Document text:
_ _ _ _ _ _ _

# "To shoot"?



## Hansson (Aug 31, 2002)

As English is not my native language, can someone please explain the expression "to shoot" for me...

Is it a general term to get in close to the opponent and try to take him down or have I missunderstood it?


----------



## Kempojujutsu (Aug 31, 2002)

REfers to tackle: single leg or double leg takedown. It means to shoot in close for the takedown.
Bob


----------



## Hansson (Sep 1, 2002)

Thanks!


----------



## MartialArtist (Sep 2, 2002)

Shooting in is a little more advanced than tackling.  Tackling won't work in wrestling.

Shooting is where your upper body is still straight and not bent over so you are low like in football.  You still keep your head up, but your spine should almost be straight up.  You follow specific footwork, an example would be rock-over-up.  When you shoot, you have a variety of take-downs you can use or you can easily switch to a different technique depending on how the opponent responds.

_ _ _ _ _ _ _

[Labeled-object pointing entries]

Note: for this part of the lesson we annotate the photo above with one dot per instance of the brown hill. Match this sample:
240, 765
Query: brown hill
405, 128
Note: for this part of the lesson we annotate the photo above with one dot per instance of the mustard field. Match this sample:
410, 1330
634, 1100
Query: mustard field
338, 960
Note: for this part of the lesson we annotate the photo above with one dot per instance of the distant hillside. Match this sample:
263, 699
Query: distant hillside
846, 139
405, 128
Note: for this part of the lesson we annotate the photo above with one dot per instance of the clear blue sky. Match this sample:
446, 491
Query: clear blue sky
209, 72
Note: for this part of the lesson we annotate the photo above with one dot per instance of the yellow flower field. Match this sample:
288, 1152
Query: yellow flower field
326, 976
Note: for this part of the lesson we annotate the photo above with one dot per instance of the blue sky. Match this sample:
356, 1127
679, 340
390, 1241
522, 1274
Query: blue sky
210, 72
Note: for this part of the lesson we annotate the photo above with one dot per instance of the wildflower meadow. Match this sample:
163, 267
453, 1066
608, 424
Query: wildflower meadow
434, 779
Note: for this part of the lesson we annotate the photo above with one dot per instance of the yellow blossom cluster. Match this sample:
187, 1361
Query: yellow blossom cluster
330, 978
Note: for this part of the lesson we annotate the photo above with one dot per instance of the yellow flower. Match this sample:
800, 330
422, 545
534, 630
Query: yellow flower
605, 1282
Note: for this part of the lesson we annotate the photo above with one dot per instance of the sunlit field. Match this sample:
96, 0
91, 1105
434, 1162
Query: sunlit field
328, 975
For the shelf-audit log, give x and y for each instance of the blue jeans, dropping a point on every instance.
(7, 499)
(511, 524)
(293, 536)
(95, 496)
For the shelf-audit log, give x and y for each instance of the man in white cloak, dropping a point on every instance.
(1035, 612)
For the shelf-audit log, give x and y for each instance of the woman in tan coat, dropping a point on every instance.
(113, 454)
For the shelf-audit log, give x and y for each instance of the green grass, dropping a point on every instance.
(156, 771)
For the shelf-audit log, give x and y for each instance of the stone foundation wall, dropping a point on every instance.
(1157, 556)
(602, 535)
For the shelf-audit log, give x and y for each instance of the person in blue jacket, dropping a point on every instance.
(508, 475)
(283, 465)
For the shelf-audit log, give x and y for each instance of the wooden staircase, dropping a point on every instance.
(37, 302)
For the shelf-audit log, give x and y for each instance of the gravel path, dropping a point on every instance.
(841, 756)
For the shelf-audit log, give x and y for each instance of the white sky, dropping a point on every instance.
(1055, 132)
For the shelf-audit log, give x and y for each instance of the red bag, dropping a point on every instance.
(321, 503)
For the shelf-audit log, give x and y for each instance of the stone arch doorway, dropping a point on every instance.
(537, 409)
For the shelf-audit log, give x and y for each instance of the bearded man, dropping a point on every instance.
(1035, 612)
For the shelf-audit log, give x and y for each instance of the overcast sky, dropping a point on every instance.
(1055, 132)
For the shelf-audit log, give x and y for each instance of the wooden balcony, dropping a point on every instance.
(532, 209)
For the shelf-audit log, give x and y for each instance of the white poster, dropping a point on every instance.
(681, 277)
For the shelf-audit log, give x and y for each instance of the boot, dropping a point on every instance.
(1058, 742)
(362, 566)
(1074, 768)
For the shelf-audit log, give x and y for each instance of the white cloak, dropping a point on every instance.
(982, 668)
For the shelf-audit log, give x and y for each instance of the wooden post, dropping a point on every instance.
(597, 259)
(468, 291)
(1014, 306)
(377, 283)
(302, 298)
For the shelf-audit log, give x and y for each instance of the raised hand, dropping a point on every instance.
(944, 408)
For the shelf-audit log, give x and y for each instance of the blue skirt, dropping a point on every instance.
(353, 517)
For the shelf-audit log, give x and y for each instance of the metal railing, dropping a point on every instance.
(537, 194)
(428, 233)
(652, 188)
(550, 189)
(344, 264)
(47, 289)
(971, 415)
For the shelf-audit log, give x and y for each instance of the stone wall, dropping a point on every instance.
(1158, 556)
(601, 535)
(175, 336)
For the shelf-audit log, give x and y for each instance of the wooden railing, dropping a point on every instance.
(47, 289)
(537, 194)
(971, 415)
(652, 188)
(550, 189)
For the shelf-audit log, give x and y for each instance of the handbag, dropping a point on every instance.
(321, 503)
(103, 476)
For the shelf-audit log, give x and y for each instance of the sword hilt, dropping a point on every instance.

_ _ _ _ _ _ _

Your tasks:
1) Arrange the records, starting at the line that contains "post, dropping a point on every instance." and ending at the last line of the records, as a Markdown table with the columns Number and Record line. Give each line its own numbered row, leave out blank lines, and include nothing else.
2) Pick up the forum thread on what "to shoot" means in grappling and continue it after its last sentence.

Expected answers:
1)
| Number | Record line |
|---|---|
| 1 | For the shelf-audit log, give x and y for each instance of the wooden post, dropping a point on every instance. |
| 2 | (597, 259) |
| 3 | (468, 291) |
| 4 | (1014, 306) |
| 5 | (377, 283) |
| 6 | (302, 298) |
| 7 | For the shelf-audit log, give x and y for each instance of the raised hand, dropping a point on every instance. |
| 8 | (944, 408) |
| 9 | For the shelf-audit log, give x and y for each instance of the blue skirt, dropping a point on every instance. |
| 10 | (353, 517) |
| 11 | For the shelf-audit log, give x and y for each instance of the metal railing, dropping a point on every instance. |
| 12 | (537, 194) |
| 13 | (428, 233) |
| 14 | (652, 188) |
| 15 | (550, 189) |
| 16 | (344, 264) |
| 17 | (47, 289) |
| 18 | (971, 415) |
| 19 | For the shelf-audit log, give x and y for each instance of the stone wall, dropping a point on every instance. |
| 20 | (1158, 556) |
| 21 | (601, 535) |
| 22 | (175, 336) |
| 23 | For the shelf-audit log, give x and y for each instance of the wooden railing, dropping a point on every instance. |
| 24 | (47, 289) |
| 25 | (537, 194) |
| 26 | (971, 415) |
| 27 | (652, 188) |
| 28 | (550, 189) |
| 29 | For the shelf-audit log, give x and y for each instance of the handbag, dropping a point on every instance. |
| 30 | (321, 503) |
| 31 | (103, 476) |
| 32 | For the shelf-audit log, give x and y for each instance of the sword hilt, dropping a point on every instance. |

2)
----------



## ace (Sep 27, 2002)

A "shoot" is all so a term in pro wrestling 
When 1 or both wrestlers
 turn the"work" into a fight. :asian: 
:asian: 
Primo


----------



## tmanifold (Sep 27, 2002)

Interesting. Do mean like taking it from coreographed peice to a Competion or  do you mean a real fight?

Tony


----------



## ace (Sep 28, 2002)

Yes this is what they call it.
A Shoot When 1 or 2 of the guy/Gal
Takes the" Work " ( pre match set up)
to the point of a fight or a conflict of entrest.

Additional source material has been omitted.